* [TASK]: Work through the records that follow and return each line containing the word "below".

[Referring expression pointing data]
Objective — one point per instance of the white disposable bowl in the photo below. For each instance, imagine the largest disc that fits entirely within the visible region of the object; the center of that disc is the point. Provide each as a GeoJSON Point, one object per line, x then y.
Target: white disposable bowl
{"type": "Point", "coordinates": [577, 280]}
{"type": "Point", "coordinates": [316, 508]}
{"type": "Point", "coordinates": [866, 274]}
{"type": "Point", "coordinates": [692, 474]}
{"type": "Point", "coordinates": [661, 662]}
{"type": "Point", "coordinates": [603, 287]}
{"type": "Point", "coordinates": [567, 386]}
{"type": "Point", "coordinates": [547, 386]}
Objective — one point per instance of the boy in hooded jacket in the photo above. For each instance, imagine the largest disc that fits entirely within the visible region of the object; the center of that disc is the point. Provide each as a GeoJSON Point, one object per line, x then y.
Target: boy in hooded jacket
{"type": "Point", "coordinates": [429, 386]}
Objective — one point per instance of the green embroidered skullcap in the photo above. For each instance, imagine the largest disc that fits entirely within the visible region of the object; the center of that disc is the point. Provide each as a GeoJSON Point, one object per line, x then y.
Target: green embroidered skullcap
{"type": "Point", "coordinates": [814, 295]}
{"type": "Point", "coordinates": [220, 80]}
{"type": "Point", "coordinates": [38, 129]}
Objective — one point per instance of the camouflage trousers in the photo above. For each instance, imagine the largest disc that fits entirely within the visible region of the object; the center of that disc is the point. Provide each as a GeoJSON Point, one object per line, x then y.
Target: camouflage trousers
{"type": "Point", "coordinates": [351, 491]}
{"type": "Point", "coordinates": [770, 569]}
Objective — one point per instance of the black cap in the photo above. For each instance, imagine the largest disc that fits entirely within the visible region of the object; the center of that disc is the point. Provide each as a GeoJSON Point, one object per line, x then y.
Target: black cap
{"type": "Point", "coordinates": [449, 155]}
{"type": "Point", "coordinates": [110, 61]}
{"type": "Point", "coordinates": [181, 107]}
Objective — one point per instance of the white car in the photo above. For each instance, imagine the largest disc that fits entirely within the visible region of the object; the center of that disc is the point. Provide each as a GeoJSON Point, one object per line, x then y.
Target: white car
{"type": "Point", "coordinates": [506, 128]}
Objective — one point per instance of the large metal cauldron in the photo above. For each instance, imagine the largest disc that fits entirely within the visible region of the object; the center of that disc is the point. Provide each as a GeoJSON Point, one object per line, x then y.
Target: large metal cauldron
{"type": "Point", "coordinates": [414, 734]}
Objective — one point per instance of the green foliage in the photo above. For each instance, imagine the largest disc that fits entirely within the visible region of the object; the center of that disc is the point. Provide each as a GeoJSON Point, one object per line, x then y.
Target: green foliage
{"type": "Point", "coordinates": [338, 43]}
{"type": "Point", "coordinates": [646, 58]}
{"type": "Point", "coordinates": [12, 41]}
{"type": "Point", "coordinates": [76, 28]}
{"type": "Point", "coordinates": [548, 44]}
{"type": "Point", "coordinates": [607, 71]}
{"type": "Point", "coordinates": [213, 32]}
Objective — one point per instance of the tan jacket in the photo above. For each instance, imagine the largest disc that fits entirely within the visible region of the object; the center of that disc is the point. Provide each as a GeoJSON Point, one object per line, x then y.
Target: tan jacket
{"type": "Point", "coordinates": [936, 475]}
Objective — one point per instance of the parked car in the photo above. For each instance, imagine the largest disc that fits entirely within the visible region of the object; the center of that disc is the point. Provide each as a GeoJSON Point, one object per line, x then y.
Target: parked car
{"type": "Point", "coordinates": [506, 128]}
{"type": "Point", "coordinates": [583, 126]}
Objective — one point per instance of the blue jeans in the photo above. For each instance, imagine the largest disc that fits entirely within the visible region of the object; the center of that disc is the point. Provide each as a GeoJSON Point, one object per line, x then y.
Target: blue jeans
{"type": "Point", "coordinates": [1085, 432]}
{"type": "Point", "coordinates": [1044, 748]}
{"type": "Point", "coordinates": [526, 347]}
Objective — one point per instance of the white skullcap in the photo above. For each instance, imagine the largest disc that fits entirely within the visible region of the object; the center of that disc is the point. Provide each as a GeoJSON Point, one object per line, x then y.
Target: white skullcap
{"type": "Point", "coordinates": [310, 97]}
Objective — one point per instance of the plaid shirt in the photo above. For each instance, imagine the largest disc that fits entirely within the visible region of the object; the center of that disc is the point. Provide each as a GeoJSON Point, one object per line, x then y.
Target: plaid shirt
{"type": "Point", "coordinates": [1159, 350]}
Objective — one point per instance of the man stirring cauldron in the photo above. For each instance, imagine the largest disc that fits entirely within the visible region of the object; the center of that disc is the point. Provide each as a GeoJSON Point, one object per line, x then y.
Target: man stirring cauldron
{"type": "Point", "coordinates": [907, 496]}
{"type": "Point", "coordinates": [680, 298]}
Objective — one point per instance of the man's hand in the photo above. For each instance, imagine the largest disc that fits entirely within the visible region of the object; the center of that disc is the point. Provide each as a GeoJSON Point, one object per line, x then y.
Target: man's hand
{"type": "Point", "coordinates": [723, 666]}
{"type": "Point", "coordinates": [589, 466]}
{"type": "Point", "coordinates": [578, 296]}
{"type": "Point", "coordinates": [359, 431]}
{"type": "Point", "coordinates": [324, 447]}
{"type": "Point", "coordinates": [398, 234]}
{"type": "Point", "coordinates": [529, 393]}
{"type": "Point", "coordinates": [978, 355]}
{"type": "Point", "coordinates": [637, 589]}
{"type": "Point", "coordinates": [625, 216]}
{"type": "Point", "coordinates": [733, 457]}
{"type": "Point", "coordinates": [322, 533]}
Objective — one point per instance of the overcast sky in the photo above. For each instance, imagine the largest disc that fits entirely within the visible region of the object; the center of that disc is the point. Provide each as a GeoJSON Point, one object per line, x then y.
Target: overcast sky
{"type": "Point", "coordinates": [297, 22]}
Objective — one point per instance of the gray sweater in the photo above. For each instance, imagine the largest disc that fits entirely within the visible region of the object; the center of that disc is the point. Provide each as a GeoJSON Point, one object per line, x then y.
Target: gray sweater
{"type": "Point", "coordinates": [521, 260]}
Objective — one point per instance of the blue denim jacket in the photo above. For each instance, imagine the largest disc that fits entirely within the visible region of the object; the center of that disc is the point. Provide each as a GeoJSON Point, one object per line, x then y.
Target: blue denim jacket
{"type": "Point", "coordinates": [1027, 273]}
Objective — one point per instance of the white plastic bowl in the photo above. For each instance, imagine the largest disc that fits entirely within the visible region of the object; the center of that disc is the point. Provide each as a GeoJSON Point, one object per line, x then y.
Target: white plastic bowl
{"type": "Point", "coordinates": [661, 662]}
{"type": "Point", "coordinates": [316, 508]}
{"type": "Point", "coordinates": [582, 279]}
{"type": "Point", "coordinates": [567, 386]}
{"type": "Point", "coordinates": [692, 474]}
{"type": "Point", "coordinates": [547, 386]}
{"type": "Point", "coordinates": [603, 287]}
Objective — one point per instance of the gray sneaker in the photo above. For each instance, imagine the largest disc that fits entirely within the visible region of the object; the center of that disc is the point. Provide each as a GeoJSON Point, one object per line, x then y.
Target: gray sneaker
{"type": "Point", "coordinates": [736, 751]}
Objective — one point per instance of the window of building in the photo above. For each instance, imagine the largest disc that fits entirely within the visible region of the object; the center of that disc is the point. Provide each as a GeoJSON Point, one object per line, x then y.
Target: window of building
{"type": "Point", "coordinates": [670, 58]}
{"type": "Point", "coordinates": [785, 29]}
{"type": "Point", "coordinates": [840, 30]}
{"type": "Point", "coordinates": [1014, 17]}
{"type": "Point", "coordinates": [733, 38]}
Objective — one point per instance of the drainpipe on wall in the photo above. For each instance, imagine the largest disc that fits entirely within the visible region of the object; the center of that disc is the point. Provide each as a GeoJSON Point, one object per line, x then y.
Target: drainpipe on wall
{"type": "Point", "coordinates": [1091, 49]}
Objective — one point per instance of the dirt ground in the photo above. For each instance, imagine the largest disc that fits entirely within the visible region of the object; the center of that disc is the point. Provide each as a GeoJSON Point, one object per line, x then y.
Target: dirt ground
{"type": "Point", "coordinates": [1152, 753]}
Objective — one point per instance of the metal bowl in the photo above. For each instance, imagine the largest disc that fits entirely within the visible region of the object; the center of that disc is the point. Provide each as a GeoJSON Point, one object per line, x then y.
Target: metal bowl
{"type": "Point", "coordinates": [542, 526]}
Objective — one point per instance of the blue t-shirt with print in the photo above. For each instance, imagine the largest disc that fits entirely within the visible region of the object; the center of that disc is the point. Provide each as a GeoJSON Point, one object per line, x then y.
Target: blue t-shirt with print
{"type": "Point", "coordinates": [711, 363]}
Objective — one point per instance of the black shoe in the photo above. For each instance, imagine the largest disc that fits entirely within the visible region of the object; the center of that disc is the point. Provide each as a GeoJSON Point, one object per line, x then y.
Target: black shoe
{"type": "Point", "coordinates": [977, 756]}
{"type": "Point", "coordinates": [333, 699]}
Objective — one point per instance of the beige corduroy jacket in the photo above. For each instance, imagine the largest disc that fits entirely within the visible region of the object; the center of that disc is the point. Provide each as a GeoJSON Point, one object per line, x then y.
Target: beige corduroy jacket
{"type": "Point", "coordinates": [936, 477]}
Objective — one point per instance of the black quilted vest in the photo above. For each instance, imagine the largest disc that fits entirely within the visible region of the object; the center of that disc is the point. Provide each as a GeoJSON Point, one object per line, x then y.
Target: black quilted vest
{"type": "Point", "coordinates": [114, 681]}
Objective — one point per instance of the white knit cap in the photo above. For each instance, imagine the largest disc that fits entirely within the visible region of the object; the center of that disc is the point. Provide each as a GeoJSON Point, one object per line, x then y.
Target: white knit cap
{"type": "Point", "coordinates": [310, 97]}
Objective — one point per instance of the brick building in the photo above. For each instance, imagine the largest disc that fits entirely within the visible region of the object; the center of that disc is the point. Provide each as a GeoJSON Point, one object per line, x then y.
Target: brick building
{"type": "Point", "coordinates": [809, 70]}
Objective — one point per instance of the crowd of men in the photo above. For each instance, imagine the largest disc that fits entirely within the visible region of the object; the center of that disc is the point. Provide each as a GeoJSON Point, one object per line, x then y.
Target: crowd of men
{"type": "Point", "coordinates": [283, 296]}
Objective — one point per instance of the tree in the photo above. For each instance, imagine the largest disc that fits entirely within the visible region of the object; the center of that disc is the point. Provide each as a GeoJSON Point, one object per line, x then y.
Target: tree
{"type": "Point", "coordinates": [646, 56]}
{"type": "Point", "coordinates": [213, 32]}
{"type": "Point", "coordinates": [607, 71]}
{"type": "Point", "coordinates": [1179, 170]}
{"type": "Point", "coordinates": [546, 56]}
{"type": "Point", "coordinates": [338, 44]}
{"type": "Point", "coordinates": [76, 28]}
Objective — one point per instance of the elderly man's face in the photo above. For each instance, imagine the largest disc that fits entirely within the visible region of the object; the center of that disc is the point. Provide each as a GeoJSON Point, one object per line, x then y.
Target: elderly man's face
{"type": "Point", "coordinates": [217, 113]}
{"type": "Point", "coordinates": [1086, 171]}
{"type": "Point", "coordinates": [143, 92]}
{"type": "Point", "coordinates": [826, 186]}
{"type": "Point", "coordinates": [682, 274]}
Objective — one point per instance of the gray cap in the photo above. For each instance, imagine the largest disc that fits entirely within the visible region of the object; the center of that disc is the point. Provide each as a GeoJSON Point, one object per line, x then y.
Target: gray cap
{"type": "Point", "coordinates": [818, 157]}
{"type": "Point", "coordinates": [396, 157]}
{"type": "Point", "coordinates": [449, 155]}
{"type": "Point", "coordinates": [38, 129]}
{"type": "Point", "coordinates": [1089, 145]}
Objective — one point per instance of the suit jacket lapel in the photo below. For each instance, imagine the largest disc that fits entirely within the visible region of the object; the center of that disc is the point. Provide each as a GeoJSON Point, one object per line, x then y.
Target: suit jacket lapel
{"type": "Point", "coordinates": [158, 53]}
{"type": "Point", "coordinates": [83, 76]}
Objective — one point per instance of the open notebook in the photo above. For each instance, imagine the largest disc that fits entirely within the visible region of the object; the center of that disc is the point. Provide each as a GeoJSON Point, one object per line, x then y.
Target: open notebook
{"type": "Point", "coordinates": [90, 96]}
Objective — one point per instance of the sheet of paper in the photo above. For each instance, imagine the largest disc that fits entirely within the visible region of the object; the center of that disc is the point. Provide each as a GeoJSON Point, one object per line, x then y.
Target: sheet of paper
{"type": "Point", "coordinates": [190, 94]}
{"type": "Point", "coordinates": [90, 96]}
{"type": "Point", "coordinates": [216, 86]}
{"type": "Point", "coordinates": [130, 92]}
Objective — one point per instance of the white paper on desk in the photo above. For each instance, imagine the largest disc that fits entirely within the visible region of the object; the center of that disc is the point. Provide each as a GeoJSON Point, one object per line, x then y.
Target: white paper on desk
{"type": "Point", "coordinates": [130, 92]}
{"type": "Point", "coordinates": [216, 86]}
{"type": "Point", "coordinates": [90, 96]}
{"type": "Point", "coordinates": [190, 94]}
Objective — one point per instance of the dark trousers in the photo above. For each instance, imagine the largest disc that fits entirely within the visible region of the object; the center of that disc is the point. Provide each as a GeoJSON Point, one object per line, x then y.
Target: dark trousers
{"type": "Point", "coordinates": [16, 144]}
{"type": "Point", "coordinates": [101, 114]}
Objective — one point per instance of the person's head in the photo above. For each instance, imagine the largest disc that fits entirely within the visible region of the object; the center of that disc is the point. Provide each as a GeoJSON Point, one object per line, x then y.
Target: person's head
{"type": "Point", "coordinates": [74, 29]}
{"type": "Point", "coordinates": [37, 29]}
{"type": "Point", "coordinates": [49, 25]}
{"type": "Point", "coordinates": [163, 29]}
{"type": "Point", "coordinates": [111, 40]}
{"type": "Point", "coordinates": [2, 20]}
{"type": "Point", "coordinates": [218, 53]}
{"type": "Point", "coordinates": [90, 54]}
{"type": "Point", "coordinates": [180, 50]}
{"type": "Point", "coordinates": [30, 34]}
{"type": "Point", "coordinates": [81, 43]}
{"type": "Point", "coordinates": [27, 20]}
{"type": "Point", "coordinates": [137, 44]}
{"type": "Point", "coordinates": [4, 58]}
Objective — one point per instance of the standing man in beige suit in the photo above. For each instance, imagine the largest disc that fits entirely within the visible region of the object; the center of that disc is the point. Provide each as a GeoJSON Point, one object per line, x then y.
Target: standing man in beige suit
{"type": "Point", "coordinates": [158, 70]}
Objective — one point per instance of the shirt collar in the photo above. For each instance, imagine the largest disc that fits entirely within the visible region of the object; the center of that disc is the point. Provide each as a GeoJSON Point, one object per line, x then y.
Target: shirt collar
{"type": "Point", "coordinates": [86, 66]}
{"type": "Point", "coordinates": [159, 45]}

* [SOLUTION TO THE EXERCISE]:
Objective — one point per instance of the white disposable bowl in the photo below. For each instance, imagine the largest disc that fits entirely within the visible region of the object; the center of that disc is the point. Provide each as a GeoJSON Point, one object per line, x then y.
Objective — one point per instance of the suit jacket lapel in the photo below. For each instance, imagine the largest disc that fits entirely within the visible region of the object; the center of that disc is the point. Provide each as a GeoJSON Point, one object per line, x then y.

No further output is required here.